WHAT YOU SHOULD DO:
Print the listing below line for line, without changing a single character.

--- start of EXCERPTED RECORDS ---

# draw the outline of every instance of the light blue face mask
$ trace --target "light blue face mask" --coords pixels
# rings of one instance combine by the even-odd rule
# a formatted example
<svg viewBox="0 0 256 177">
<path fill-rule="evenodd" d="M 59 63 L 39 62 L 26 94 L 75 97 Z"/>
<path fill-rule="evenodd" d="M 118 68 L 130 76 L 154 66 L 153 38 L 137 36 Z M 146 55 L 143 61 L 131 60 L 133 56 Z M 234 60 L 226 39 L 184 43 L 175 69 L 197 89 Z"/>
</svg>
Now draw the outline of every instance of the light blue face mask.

--- end of EXCERPTED RECORDS ---

ANSWER FOR THE TASK:
# draw the outline of every instance of the light blue face mask
$ trace --target "light blue face mask" --coords pixels
# rings of one instance combine by the even-odd rule
# a formatted example
<svg viewBox="0 0 256 177">
<path fill-rule="evenodd" d="M 59 63 L 39 62 L 26 94 L 75 97 Z"/>
<path fill-rule="evenodd" d="M 118 68 L 130 76 L 154 66 L 153 38 L 137 36 Z M 146 55 L 143 61 L 131 60 L 133 56 Z M 234 60 L 226 39 L 184 43 L 175 69 L 197 89 Z"/>
</svg>
Now draw the outline of every instance of the light blue face mask.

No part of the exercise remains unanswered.